Tuesday, October 25, 2011

Hallowed Ground

As many of you know, I ventured out to Las Vegas, Nevada this month for NBAA's 2011 Meeting and Convention. It was the first aviation trade show I'd attended since April 2009, and it felt wonderful to be back in that environment and to work with a great news crew once again. I may write a separate post about that a little later, but this is about what happened after the show was over.

The day after NBAA wrapped, I made the brief trip down I-15 to the Enterprise area, to pay homage as best I could to a man I never knew, but whose influence and legacy drives every ambition I have in aviation.

As Robert Darmody boarded a United Airlines DC-7 on the morning of April 21, 1958, I imagine his thoughts were on leaving his family behind in California, as he left to set up their new home in Omaha, NE. A veteran of WWII who after the war worked for 10 years with the Strategic Air Command -- most recently in the Ballistic Missile Division -- Darmody had spent the past year in Los Angeles on special assignment with civilian contractor Ramo-Wooldridge. [He] already had his orders in hand to move back to Omaha later that year. 

...Alas, Darmody -- my maternal grandfather -- and the 46 other people onboard United 736 never made it to their destinations that April morning. At 8:30 am local time, less than an hour after the airliner took off from LAX, an F-100F Super Sabre trainer flying out of Nellis Air Force Base near Las Vegas, NV descended into the path of the passenger plane at 21,000 feet. The jet sheared off a 12-foot section of the DC-7's right wing... and both planes spiraled towards the desert floor, about nine miles south of what is now McCarran International Airport.

What once was a desolate desert landscape with nothing to be seen for miles around, is now filled with strip malls, box stores, and apartment complexes... except, that is, for a patch of arid Mojave landscape northeast of the corner of South Decatur Boulevard and West Cactus Avenue. It is here where the wreckage of UAL 736 fell, though no one passing by would ever know it.

As I step out of my car, I look up and see a Southwest 737 directly overhead, climbing out from McCarran. The apparent dichotomy seems appropriate.

United 736 was on an instrument flight plan, and in contact with air traffic controllers at the time of the accident. The airliner was flying along the Victor 8 airway, a common route for airliners heading east from the Los Angeles basin that also crossed a heavily-used departure and approach corridor to Nellis.

Though unthinkable today, in those times military pilots were neither required, nor inclined, to communicate with commercial air traffic controllers, despite their often close proximity to slower-moving commercial planes. In the days after the accident, two other commercial pilots came forward with accusations US Air Force planes often "stunted" near their aircraft along Victor 8.

**Short problem 1**.
Show each line of the records below that contains the string "background". Case counts.

**Provided material**.
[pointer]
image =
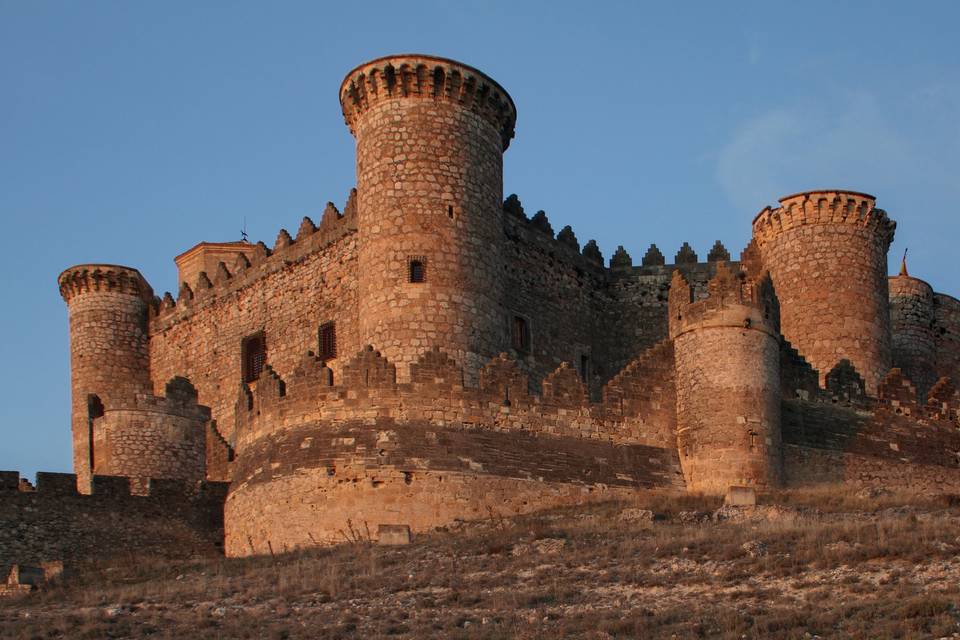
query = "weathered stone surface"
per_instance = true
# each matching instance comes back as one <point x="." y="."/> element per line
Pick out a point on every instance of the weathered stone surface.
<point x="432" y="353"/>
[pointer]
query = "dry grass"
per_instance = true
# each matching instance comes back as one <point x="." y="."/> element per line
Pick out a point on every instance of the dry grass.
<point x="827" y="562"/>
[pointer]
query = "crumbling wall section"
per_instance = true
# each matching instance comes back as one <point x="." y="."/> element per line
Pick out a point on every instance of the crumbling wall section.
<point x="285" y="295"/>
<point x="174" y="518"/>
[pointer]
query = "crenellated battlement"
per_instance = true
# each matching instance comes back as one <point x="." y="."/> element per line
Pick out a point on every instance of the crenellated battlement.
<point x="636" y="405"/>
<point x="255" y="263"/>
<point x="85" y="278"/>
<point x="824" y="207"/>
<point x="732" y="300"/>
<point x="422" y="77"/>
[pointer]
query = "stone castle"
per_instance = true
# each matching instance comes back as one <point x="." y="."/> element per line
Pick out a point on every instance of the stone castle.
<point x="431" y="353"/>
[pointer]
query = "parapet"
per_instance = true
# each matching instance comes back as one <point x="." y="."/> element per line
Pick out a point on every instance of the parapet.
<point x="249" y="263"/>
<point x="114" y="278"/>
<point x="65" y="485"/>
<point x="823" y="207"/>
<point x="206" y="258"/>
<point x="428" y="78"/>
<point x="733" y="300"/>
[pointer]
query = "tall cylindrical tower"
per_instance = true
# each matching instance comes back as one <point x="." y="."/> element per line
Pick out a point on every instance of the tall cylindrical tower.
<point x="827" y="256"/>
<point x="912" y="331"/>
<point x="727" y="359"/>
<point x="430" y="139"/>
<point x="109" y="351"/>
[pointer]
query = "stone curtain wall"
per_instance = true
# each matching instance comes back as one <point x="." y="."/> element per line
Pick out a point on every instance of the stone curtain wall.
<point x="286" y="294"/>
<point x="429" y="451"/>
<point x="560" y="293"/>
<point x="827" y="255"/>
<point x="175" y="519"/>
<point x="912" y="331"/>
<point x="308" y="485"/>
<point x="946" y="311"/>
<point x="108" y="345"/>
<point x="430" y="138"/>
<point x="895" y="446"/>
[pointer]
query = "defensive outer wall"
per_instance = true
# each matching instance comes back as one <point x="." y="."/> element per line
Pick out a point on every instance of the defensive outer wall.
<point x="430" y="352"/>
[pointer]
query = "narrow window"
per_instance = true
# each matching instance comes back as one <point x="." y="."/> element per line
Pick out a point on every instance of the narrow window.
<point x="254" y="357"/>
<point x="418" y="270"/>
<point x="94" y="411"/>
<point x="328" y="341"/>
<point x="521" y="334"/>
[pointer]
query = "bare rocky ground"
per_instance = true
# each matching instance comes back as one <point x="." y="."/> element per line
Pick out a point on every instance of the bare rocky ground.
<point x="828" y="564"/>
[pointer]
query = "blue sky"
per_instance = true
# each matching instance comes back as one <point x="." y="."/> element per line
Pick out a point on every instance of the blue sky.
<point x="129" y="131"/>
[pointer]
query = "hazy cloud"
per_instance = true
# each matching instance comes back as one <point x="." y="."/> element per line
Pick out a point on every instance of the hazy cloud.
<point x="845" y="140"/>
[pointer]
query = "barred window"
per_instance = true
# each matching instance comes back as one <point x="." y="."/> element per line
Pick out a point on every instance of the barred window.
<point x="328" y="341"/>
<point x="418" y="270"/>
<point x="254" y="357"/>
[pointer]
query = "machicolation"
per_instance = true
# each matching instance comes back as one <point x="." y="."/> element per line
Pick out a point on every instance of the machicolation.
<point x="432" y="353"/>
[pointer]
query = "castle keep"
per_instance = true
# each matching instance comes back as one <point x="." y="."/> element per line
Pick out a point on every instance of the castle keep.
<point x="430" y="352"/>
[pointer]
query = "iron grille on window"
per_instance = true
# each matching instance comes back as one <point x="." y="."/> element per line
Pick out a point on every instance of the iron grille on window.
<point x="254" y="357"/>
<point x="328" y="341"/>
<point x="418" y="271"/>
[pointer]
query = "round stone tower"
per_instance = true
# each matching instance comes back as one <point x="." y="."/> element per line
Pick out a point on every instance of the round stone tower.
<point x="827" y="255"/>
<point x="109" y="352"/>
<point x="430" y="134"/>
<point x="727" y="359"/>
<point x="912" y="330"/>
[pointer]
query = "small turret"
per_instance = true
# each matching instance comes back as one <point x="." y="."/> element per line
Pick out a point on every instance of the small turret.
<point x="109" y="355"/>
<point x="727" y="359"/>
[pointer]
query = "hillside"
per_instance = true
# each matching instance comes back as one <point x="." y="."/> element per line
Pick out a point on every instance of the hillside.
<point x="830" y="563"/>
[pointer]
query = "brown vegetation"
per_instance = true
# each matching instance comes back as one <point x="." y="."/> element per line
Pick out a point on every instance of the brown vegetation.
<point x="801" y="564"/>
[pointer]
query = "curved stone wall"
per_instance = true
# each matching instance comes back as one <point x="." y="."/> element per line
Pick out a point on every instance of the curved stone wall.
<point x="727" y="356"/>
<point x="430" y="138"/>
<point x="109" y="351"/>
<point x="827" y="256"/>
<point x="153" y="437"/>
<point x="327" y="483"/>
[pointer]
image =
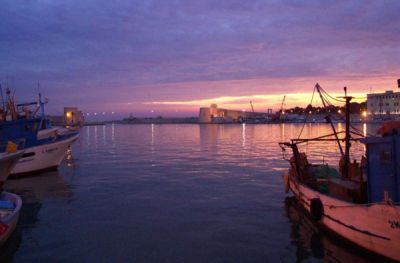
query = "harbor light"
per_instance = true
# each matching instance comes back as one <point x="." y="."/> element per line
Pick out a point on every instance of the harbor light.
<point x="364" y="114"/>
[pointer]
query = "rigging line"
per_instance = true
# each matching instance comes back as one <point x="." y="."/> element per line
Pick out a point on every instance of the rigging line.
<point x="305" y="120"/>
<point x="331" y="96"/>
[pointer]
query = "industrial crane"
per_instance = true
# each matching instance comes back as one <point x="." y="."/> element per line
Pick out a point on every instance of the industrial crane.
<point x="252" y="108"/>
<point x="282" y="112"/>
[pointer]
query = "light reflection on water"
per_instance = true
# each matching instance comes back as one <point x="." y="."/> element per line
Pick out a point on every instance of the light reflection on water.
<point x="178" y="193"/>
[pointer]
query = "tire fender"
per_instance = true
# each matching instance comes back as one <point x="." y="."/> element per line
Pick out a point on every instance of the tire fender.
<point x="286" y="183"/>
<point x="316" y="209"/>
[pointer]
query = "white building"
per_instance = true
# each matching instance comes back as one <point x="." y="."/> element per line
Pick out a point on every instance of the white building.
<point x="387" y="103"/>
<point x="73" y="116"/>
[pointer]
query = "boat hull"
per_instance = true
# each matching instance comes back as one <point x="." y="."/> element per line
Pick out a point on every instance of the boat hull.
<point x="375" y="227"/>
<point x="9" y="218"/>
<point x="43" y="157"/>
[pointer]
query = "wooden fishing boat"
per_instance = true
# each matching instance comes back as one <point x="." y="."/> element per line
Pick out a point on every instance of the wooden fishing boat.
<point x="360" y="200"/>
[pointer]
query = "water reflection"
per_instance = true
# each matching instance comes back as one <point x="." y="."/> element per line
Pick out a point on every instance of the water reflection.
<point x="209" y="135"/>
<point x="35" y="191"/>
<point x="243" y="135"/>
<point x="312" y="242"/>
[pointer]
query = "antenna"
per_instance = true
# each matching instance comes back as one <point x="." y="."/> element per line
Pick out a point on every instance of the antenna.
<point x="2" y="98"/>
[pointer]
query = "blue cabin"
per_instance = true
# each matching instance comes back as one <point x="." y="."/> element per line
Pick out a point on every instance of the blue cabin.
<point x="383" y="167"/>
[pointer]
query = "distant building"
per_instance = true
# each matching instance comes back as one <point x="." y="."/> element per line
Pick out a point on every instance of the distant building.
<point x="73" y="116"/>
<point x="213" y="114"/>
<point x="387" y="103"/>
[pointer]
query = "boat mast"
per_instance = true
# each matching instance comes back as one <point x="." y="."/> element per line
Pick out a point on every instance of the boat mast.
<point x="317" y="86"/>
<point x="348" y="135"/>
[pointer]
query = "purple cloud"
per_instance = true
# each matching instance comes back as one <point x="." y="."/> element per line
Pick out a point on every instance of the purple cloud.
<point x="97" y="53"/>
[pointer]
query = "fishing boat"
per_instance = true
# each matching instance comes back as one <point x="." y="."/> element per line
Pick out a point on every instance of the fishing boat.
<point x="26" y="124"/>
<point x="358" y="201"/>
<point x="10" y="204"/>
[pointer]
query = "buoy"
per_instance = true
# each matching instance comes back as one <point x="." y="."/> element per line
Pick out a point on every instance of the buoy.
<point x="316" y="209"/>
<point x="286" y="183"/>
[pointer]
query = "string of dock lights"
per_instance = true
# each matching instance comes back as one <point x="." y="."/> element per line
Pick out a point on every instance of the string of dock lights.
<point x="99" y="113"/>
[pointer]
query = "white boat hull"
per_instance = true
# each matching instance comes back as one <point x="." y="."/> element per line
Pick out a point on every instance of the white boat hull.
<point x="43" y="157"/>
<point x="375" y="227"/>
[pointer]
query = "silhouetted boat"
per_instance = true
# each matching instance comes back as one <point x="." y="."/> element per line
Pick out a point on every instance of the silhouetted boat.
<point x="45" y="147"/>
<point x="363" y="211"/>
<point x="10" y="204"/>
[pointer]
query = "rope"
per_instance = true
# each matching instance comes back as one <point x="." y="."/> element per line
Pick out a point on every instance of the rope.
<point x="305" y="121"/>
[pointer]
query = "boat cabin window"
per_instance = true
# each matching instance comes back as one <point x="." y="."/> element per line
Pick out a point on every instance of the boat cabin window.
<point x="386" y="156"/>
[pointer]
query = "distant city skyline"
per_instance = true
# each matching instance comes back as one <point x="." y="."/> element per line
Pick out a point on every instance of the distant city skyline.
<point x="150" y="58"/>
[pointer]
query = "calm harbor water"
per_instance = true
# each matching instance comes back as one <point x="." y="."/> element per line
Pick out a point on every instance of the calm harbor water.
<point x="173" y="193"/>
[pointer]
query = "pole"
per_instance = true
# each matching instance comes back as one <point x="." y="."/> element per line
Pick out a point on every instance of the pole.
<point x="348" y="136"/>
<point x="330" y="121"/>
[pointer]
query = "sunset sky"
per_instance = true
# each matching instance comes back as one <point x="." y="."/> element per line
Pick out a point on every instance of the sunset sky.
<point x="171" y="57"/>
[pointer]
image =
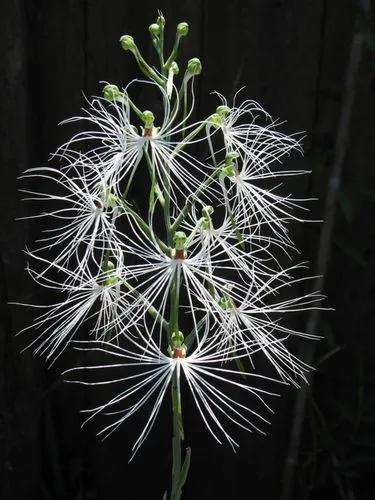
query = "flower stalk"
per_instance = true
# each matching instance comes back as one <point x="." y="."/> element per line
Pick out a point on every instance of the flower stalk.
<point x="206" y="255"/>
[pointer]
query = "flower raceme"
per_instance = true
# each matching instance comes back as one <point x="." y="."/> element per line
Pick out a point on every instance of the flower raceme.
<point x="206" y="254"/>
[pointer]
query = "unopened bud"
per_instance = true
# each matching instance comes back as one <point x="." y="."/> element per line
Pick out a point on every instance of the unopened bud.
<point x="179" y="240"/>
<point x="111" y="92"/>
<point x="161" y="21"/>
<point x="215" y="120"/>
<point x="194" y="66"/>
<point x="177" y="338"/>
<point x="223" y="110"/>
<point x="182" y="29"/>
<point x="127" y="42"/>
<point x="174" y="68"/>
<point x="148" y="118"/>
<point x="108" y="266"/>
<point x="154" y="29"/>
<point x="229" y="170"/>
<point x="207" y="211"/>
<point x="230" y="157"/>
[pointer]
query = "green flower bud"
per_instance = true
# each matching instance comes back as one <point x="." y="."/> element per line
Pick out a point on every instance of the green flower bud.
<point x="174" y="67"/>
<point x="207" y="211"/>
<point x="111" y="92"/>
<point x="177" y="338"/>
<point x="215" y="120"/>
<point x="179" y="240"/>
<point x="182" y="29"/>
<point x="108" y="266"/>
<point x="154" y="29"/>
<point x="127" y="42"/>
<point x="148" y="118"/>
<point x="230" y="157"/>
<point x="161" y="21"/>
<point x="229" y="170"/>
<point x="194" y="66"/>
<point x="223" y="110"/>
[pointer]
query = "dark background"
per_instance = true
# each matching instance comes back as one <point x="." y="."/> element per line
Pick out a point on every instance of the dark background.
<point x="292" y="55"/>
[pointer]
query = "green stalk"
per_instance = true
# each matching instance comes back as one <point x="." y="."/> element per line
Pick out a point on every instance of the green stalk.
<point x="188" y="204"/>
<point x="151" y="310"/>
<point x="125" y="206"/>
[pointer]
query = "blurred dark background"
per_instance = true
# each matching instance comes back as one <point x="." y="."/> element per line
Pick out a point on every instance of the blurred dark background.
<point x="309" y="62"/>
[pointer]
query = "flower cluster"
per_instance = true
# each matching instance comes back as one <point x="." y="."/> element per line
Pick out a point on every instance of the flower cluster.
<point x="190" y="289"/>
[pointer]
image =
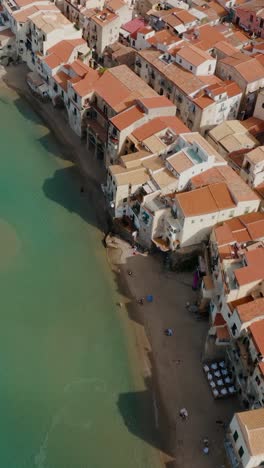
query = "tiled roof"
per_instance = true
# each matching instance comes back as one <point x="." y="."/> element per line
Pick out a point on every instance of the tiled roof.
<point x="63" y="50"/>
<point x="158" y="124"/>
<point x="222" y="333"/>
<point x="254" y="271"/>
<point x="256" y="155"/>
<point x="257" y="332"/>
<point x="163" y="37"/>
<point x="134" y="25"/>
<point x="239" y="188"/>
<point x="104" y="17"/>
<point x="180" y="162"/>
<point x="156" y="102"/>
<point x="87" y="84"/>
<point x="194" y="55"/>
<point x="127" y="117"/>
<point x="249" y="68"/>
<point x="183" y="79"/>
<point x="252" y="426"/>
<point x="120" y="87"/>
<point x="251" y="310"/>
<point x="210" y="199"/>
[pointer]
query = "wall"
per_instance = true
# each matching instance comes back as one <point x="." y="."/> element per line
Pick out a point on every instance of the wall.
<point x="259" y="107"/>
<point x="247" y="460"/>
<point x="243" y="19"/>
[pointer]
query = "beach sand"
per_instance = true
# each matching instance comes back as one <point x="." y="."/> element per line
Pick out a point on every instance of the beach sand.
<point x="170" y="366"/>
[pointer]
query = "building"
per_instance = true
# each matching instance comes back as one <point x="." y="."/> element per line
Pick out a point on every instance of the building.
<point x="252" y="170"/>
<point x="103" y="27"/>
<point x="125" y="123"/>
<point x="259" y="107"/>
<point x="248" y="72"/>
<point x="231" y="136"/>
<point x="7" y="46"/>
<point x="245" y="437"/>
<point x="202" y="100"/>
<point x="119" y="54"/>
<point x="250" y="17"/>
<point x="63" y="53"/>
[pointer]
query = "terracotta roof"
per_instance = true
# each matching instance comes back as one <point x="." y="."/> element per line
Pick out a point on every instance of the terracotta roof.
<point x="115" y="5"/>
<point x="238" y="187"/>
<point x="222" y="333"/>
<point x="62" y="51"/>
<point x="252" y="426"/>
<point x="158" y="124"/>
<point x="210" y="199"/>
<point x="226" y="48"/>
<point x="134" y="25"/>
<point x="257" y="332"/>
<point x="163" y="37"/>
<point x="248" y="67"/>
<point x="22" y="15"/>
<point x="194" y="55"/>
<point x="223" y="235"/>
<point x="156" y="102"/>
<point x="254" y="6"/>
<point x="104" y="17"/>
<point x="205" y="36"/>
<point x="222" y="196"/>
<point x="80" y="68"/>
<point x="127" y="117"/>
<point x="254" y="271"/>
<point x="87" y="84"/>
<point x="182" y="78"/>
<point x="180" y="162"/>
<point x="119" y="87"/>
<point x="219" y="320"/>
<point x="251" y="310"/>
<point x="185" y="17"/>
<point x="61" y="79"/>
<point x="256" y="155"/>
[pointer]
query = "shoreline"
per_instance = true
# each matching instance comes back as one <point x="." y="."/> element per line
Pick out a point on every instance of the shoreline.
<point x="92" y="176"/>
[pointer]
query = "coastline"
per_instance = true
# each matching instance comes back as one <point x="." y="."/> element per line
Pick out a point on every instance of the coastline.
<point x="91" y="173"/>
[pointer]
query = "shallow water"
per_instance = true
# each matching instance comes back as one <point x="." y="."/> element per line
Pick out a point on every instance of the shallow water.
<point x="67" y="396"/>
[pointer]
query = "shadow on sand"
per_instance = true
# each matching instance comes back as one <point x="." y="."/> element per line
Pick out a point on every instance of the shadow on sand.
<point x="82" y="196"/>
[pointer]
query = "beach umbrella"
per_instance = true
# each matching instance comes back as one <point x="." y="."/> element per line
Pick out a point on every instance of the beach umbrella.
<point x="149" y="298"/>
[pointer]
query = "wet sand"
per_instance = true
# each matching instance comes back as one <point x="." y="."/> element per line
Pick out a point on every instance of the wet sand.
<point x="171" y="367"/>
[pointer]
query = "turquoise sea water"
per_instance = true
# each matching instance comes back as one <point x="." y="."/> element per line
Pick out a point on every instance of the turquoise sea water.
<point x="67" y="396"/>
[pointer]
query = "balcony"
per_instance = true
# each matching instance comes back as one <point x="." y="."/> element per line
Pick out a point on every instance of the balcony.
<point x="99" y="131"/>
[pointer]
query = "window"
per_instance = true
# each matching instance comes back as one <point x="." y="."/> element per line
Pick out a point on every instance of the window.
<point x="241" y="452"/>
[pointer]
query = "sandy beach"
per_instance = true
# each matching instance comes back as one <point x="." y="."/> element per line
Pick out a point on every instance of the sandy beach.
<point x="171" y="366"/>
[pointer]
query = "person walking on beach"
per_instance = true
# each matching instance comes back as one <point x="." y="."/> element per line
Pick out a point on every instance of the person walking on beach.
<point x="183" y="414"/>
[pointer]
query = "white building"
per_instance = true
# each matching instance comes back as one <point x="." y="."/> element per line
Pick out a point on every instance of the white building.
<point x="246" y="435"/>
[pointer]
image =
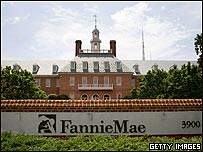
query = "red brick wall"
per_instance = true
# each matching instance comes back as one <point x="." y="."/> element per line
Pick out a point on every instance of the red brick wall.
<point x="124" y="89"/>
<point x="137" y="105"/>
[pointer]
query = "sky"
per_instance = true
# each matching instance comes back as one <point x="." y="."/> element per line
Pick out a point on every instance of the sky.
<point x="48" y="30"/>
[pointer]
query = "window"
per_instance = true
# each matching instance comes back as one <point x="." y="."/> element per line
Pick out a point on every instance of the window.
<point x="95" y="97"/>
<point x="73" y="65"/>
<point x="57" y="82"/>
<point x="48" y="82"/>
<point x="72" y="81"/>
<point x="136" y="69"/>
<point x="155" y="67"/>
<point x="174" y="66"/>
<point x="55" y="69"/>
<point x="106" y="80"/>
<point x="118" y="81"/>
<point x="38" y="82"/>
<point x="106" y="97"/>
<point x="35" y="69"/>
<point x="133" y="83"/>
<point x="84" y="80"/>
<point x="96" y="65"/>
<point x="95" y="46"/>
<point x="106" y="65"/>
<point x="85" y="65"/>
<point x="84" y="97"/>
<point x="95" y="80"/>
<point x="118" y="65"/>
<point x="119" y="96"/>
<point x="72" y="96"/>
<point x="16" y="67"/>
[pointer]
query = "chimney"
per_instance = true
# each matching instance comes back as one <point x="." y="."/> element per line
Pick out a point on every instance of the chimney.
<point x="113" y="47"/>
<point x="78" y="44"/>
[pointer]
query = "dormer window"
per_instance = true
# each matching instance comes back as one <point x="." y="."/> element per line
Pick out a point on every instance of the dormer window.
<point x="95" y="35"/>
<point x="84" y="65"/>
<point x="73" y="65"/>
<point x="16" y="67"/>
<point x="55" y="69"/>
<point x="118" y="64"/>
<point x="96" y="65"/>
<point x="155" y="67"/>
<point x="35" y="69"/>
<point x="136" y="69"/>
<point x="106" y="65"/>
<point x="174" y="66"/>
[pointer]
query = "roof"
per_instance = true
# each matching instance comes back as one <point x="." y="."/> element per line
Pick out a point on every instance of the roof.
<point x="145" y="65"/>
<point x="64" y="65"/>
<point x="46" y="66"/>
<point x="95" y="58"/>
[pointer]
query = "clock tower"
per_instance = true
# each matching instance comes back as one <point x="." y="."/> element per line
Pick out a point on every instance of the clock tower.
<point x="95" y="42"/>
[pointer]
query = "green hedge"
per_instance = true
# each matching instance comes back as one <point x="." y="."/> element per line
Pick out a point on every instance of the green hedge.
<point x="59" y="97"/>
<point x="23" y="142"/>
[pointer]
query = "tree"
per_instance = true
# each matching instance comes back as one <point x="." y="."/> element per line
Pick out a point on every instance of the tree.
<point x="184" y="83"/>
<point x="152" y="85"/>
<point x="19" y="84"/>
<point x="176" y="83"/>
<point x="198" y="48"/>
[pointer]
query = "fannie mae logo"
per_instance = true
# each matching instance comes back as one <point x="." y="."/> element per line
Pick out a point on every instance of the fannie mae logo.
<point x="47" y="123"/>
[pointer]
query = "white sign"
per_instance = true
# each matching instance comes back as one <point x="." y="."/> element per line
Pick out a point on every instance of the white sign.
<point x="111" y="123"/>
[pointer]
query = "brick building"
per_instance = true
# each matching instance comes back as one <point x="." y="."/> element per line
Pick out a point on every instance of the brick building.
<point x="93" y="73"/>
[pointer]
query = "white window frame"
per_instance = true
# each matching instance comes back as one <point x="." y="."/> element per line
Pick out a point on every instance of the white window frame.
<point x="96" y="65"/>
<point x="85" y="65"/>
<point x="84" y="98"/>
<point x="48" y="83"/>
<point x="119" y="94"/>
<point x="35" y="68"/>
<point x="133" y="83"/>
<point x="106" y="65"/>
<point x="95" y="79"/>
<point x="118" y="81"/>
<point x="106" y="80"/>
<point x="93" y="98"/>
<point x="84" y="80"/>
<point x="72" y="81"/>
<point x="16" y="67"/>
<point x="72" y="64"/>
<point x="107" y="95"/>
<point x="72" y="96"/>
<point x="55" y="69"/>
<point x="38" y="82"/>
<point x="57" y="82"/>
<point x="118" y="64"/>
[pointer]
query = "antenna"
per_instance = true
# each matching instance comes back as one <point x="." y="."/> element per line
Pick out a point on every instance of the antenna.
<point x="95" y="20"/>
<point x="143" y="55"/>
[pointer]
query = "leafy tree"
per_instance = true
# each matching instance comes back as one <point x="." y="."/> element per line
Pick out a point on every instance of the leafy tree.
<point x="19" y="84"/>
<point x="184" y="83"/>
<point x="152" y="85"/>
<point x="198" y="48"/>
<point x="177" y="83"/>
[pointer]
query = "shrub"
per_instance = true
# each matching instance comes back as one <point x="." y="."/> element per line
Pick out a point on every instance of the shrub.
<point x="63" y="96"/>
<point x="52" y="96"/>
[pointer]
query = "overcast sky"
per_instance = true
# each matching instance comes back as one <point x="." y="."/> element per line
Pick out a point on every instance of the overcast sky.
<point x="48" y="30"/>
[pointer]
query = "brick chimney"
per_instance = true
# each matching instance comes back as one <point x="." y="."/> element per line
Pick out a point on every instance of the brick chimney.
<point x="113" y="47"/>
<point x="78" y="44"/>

**Short problem 2**.
Continue the post above about the United 736 collision, starting after its last sentence.

**Expected output 1**.
query = "dark background"
Pick out a point on every instance of the dark background.
query = "blurred dark background"
Pick out a point on every instance of the blurred dark background.

**Expected output 2**.
It was the very dawn of the Jet Age. Everyone was still learning.

I made two trips to the site that day. The first was by myself; the second time, I was accompanied by Keith Gordon, Director of Aviation for Desert Jet based at Henderson Executive Airport. By luck or providence, I interviewed Keith for one of my first articles this year for NBAA; as it turned out, he's a local aviation buff, as well as an avid geocacher. It was his idea to place a small 'cache' at the crash site, for other explorers to find and learn a little bit about an event that's been almost entirely lost to the history books.


There's more than a little Cold War-intrigue surrounding the crash of United 736. Mark Paris has worked on a book about the mishap for several years. He lost his father, Steve, in the crash; like my grandfather, Steve Paris was returning to Omaha, home to Strategic Air Command Headquarters at Offutt Air Force Base.


Paris told the Review-Journal his father was one of the 13 men onboard the flight who were associated with the Ballistic Missile Division, tasked with developing "the most top secret project in the country at the time.

"This hurt America in a real nasty way that people didn't hear about," Mark Paris told the Las Vegas paper. "This put the ICBM system on its ear for a while.

The accident resulted in top-level changes in Air Force travel procedures, as well. "That's the last time sensitive information and that many personnel with (knowledge of) sensitive information ever flew on the same airplane," Paris said.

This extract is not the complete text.